[Records from a pointing dataset]

(begin)

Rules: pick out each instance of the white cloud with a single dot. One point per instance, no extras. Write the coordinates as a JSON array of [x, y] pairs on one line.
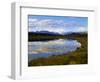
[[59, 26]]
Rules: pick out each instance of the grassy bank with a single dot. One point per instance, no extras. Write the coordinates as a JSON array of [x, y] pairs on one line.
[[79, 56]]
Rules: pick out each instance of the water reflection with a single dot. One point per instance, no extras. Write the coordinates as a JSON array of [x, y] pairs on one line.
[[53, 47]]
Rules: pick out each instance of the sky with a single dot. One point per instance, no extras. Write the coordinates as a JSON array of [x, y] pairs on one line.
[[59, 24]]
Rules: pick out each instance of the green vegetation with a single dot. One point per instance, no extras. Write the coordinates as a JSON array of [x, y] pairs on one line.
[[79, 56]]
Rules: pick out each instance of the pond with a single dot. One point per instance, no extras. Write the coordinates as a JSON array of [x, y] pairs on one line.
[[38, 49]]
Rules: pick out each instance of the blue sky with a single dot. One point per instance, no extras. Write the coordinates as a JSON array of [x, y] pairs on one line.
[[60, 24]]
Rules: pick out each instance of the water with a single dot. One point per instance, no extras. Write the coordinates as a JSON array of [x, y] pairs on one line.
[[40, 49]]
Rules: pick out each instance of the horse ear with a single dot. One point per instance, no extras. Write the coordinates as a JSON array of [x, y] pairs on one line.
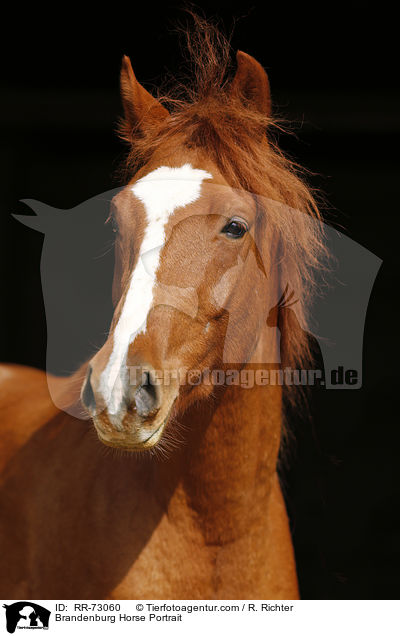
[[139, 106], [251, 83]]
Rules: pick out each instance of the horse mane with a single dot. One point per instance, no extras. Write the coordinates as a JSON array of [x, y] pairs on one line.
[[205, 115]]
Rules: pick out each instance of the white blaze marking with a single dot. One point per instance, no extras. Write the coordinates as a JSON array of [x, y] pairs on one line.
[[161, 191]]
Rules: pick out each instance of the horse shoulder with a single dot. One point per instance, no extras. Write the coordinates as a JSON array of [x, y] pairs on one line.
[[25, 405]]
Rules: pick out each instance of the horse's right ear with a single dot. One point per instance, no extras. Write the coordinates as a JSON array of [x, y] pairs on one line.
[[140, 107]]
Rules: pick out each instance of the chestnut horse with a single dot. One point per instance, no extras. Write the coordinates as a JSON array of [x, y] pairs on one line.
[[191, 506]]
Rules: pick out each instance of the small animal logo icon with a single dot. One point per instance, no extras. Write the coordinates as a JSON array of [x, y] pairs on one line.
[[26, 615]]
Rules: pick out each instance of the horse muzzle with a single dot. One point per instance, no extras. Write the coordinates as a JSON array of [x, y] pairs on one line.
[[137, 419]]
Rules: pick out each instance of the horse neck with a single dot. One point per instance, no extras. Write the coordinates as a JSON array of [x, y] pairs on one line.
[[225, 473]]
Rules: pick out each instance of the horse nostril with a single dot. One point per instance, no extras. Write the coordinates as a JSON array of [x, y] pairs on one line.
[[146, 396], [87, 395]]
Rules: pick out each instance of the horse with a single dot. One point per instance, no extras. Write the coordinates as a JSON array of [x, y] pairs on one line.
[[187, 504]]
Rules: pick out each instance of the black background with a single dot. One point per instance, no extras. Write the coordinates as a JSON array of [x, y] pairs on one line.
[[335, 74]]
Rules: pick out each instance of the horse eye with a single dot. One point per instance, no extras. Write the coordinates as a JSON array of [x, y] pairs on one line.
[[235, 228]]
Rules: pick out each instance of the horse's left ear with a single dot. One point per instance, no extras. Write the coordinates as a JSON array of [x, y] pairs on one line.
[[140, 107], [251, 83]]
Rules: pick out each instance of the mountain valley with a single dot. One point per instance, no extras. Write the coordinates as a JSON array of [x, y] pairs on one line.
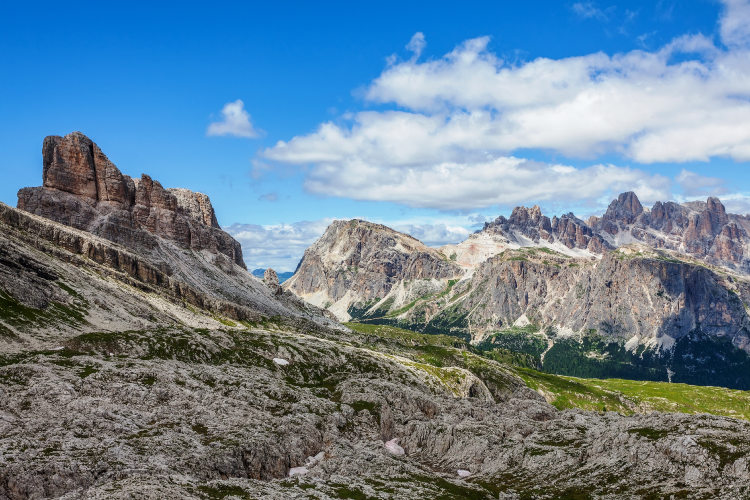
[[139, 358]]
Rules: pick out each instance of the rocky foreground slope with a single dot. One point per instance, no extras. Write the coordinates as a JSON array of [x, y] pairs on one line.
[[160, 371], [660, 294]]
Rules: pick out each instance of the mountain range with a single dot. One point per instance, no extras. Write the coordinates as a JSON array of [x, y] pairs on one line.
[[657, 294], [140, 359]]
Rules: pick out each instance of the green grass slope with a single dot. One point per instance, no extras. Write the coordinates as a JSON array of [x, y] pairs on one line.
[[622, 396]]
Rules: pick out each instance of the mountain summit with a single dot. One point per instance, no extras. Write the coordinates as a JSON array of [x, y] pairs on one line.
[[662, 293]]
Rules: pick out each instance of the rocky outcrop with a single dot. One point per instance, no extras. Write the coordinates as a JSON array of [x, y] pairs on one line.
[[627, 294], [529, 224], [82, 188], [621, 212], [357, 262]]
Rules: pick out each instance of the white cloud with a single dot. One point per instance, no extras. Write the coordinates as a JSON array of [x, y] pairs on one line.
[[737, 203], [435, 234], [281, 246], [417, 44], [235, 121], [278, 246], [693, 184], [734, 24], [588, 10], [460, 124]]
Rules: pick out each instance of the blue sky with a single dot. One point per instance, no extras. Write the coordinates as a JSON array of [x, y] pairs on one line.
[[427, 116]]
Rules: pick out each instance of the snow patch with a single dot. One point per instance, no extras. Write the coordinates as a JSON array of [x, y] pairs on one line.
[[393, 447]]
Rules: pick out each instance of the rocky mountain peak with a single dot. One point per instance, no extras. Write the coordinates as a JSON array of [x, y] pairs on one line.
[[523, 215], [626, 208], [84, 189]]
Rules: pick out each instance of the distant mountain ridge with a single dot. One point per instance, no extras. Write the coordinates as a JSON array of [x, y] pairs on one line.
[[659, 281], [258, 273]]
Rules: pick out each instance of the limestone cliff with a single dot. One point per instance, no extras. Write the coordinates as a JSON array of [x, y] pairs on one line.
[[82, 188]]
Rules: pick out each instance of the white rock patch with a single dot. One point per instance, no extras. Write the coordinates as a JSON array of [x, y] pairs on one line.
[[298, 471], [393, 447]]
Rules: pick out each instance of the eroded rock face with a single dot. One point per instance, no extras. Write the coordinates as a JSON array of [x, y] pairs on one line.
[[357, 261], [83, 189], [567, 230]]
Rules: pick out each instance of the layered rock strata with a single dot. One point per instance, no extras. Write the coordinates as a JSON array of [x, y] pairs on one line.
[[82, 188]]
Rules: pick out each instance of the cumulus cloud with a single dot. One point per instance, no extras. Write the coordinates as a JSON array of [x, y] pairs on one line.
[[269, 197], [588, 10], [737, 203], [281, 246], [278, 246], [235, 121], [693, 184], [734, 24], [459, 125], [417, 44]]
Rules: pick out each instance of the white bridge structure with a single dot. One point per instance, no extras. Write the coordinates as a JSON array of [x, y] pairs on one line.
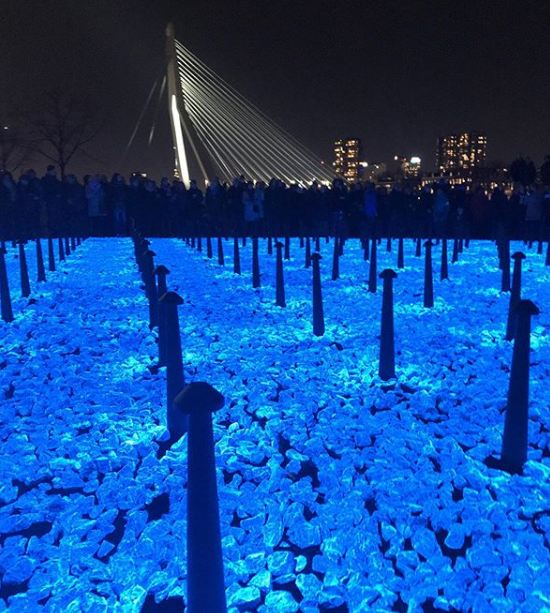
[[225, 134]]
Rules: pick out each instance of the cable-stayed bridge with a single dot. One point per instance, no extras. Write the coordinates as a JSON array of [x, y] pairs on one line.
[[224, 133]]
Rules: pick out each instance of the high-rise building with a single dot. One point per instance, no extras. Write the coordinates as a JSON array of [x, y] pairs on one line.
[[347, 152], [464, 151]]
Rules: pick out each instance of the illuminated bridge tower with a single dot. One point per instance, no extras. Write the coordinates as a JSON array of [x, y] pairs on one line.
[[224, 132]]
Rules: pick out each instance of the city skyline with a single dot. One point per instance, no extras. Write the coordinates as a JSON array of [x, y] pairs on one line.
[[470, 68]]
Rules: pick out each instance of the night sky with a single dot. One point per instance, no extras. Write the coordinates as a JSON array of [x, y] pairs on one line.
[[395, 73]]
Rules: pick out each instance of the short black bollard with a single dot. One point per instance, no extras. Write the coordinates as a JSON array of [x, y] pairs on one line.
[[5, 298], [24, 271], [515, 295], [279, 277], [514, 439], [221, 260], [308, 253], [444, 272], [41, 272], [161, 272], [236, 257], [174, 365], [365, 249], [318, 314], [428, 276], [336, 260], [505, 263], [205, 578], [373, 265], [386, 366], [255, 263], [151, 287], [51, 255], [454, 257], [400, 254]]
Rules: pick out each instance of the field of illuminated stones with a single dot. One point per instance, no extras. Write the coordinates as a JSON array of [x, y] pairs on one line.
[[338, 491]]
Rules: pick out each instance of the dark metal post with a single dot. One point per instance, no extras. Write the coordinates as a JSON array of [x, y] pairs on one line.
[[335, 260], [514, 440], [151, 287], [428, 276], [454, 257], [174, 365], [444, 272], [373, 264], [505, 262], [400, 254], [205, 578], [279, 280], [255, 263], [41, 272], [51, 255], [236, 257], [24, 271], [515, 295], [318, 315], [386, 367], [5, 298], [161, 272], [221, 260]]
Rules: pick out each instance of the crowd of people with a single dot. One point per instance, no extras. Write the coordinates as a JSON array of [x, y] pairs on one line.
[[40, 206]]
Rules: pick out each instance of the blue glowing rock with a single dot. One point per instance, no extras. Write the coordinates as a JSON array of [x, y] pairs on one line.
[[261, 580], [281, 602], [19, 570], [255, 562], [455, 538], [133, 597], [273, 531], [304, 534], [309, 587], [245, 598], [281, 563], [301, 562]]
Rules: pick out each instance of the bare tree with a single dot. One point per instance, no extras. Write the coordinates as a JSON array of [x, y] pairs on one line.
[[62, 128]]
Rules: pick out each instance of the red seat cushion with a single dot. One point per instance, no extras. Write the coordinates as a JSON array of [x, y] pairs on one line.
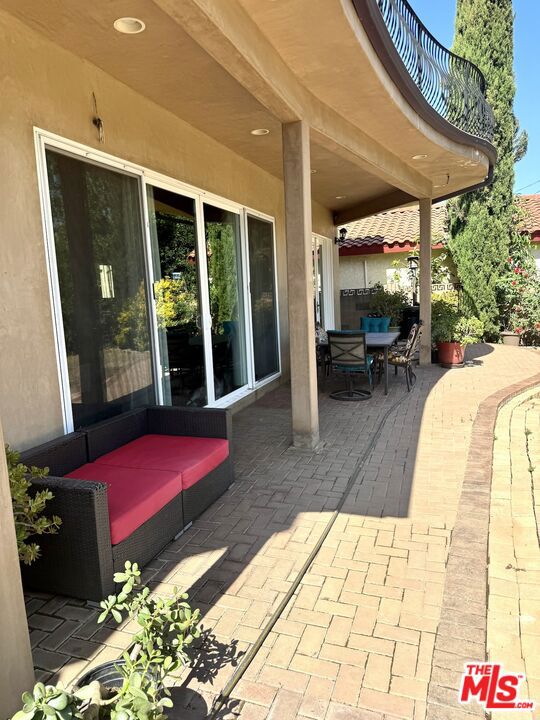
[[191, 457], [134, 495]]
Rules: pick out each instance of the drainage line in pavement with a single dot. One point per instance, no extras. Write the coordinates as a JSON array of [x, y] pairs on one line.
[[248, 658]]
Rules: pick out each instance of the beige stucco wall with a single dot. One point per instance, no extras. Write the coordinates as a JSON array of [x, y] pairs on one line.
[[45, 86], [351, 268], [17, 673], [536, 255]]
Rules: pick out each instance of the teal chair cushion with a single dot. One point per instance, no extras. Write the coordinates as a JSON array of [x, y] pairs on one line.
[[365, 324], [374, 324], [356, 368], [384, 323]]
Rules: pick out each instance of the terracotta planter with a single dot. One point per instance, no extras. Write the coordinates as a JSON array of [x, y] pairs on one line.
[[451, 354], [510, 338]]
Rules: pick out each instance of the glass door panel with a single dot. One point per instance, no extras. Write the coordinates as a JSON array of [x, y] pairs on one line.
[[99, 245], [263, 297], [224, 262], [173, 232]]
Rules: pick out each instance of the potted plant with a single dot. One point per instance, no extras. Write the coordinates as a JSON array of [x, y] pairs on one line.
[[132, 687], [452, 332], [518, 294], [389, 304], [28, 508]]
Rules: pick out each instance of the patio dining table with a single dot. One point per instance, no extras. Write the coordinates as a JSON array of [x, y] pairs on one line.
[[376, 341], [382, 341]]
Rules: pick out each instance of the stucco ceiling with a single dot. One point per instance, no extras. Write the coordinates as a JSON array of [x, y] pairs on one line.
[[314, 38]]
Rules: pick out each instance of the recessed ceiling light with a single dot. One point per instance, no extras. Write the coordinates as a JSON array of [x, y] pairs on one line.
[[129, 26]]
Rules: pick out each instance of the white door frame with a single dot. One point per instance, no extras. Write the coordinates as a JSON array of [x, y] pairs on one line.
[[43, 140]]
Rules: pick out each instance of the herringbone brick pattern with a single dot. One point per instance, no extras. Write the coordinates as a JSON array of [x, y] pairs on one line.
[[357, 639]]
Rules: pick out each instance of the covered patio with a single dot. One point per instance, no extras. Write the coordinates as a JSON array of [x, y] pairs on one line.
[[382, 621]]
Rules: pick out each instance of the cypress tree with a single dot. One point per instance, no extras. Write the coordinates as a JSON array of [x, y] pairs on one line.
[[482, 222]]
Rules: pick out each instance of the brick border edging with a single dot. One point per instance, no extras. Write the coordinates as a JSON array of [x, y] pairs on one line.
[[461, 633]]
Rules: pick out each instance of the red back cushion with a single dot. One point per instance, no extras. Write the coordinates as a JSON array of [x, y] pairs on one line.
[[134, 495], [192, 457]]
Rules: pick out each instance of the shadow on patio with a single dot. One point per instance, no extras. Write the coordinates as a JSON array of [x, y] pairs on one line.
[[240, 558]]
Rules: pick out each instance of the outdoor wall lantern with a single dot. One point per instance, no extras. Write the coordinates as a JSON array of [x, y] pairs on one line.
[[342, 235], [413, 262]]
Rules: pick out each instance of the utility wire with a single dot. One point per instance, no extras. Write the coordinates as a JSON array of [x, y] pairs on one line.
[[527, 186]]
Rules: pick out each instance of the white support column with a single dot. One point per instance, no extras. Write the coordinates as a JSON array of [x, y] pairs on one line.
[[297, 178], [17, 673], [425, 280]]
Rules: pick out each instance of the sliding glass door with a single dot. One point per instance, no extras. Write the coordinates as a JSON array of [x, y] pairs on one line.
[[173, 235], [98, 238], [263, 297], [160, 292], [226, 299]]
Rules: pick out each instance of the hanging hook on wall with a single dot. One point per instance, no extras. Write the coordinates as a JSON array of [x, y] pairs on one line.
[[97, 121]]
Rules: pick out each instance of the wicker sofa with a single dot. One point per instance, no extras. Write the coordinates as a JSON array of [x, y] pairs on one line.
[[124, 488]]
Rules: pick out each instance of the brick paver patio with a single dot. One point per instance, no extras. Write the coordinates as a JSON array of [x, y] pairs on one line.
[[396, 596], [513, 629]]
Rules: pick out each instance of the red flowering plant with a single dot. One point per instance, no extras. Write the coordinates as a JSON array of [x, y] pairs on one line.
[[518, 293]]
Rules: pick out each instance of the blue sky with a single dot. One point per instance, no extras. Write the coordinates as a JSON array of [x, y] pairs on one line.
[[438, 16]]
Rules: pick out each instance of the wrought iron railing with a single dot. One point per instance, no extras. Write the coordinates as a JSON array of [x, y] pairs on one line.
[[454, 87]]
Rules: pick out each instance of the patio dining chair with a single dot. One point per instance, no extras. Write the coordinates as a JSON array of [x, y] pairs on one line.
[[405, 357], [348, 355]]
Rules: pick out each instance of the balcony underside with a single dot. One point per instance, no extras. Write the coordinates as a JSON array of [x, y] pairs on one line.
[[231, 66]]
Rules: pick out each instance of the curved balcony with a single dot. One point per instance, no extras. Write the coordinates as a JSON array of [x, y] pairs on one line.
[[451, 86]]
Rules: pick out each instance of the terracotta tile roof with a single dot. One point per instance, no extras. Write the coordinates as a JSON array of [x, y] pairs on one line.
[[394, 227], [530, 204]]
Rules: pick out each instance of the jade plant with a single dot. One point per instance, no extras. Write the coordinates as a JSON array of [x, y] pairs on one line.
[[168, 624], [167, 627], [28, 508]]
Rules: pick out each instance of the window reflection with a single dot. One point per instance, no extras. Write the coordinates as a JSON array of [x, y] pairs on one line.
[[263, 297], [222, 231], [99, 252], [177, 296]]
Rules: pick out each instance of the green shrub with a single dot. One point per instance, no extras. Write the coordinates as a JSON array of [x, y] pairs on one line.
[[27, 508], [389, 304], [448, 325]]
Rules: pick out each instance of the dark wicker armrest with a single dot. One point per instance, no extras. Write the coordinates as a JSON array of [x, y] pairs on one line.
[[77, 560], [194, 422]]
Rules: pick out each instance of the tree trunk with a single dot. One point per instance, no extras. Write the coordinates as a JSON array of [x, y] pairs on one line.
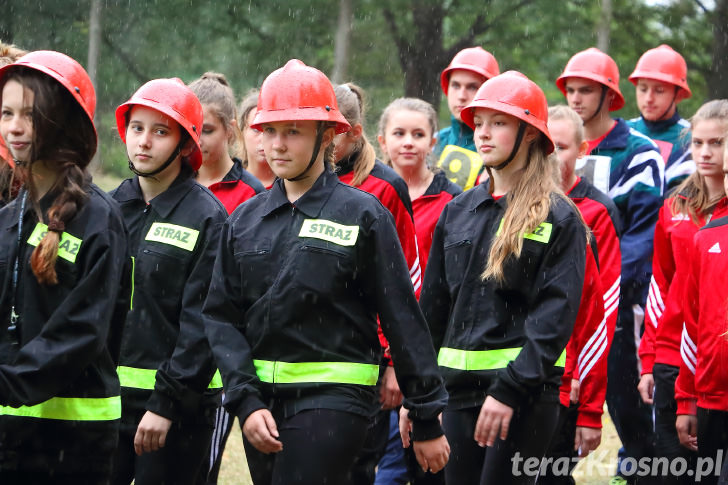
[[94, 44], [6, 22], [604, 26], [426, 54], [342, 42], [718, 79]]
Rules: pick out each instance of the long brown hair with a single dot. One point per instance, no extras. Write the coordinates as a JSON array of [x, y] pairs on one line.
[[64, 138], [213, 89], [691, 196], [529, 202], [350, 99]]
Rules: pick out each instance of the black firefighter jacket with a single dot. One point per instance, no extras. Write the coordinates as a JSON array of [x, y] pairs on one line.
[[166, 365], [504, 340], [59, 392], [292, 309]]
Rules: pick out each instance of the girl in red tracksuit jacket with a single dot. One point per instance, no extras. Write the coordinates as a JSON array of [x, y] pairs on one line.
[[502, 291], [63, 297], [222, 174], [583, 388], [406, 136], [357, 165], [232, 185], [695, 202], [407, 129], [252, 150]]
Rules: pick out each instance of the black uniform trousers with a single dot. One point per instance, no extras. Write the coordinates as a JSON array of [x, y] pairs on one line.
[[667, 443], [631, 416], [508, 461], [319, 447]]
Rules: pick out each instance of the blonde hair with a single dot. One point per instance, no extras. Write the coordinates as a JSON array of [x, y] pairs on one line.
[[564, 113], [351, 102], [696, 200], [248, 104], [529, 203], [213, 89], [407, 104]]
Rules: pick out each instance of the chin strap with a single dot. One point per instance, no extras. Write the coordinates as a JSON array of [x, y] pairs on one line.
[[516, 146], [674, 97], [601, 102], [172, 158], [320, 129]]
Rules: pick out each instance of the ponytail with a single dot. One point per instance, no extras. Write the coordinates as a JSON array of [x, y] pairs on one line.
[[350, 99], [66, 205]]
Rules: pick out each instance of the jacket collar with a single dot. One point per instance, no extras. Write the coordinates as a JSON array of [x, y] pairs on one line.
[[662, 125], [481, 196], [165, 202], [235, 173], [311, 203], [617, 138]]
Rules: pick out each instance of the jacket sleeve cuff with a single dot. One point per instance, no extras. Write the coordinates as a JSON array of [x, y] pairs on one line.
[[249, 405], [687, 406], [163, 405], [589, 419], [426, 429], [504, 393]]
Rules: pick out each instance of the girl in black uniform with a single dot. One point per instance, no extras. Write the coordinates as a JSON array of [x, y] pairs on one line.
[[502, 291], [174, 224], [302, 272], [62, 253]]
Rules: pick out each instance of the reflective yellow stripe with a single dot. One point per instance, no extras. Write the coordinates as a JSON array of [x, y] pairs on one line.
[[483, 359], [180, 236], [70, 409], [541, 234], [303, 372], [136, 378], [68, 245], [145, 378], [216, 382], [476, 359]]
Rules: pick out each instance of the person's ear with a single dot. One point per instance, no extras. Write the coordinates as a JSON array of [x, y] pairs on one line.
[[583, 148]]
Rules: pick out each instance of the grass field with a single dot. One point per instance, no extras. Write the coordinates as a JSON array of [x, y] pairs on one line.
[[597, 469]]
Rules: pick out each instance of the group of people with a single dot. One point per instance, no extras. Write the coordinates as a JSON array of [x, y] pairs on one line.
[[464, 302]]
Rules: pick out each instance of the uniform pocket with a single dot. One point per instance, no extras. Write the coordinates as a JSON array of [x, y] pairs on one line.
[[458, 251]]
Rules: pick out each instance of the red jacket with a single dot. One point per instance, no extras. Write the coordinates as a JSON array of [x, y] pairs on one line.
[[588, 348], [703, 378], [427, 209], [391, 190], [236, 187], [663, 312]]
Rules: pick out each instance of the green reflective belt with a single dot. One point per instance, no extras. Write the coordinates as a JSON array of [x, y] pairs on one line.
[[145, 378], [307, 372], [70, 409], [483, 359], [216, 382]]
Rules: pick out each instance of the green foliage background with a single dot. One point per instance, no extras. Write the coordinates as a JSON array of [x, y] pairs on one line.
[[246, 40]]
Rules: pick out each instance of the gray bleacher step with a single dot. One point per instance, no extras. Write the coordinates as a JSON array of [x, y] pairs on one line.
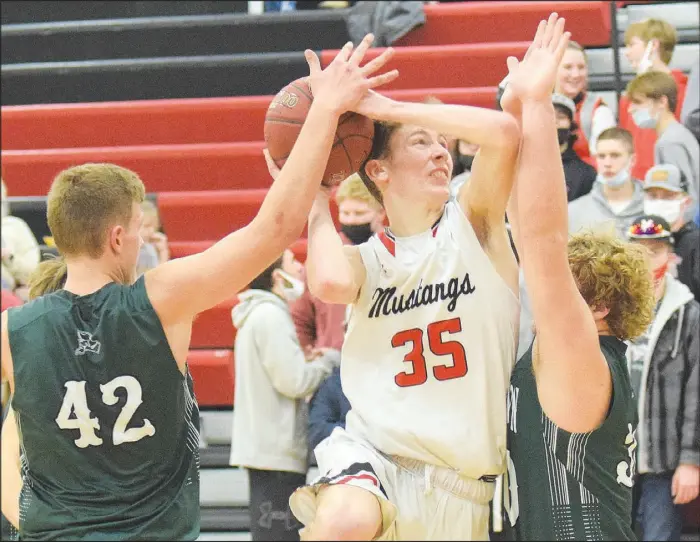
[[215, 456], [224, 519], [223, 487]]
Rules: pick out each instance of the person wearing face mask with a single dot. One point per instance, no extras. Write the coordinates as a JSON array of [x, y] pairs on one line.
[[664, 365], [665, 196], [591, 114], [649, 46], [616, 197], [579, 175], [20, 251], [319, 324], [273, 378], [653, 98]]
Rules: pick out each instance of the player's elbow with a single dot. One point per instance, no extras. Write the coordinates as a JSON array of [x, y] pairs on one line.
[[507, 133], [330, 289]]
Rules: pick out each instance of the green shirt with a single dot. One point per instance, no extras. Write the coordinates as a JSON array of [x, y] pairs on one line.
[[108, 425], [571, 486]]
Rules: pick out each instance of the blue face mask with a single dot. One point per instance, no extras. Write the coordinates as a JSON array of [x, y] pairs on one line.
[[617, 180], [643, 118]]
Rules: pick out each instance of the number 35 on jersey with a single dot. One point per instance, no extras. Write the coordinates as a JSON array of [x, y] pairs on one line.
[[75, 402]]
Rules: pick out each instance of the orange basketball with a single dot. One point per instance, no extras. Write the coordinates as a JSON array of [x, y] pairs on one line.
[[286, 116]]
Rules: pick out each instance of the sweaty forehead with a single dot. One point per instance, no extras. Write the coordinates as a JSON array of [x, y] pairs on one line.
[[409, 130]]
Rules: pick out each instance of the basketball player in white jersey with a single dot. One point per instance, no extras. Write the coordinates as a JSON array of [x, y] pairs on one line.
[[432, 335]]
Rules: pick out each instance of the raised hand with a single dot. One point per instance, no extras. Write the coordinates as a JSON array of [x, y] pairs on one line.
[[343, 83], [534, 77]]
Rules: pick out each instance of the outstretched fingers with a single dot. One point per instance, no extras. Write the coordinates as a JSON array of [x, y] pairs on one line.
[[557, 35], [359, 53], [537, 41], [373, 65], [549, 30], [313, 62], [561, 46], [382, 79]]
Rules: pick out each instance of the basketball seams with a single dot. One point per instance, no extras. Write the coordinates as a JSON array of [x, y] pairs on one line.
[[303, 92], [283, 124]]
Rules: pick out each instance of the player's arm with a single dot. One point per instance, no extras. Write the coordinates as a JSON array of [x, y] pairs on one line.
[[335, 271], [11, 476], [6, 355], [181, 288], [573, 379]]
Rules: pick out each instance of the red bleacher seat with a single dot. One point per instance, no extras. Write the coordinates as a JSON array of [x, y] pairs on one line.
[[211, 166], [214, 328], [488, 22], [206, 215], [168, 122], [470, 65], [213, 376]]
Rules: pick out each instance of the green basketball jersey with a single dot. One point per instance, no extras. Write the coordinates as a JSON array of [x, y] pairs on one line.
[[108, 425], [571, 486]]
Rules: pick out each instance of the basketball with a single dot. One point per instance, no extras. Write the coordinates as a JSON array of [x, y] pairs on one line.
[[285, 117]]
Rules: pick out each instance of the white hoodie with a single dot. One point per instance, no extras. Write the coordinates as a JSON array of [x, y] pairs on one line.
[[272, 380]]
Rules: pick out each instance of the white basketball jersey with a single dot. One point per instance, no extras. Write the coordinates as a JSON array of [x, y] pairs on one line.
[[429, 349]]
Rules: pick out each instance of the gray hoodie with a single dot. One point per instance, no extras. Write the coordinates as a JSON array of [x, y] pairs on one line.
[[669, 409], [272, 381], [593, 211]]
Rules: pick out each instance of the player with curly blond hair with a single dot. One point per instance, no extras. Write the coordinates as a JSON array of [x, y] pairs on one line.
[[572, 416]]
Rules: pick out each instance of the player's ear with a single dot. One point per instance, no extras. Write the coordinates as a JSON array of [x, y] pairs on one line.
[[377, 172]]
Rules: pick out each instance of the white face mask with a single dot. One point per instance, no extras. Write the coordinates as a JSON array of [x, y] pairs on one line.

(end)

Copy out everything from the start of the data down to the line containing "[[139, 106], [251, 83]]", keeping each line word for word and including that final line. Leave the pictures out of your answer.

Rules: pick out each instance of the white cloud with a single dot. One point per instance, no extras. Write the coordinates as a JSON array of [x, y] pairs on one line.
[[59, 26]]
Rules: pick out each instance of the grassy bank with a single dot. One point per instance, no extras. Write the coordinates as a JSON array of [x, y] pairs on one line.
[[79, 56]]
Rules: pick out each instance of the water reflection with a single dot. One point per instance, no extras. Write the coordinates as a JSON array of [x, y] pairs on one line.
[[53, 47]]
Rules: pick out each instance of the sky with a single dot. One point per instance, no extras. Write the coordinates as a JSON array of [x, y] pairs on one line.
[[59, 24]]
Rules: pick out each instance of the green vegetation with a single dot. One point per instance, no extras. Write the coordinates as a JSON array of [x, y] pairs on one line.
[[79, 56]]
Rules: pick out each instance of the pond with a single dot. One point per instance, no extras. Write the coordinates as a JSON array of [x, y] pairs on one line.
[[38, 49]]
Rules: pick out each instance of the blue sky with a single dot. One point per instance, no extras. Write the coordinates as a JSON array of [x, y] pairs on one line.
[[60, 24]]
Rules: pick out each instance of the water with a single dot. One point per instance, no extras. Write the coordinates as a JSON array of [x, y] pairs on one line.
[[40, 49]]
Rules: pick out each instance of the horse ear with a single dot. One point per instance, no extras. Write the coordinates as a JSON array of [x, y] pairs on one line.
[[139, 106], [251, 83]]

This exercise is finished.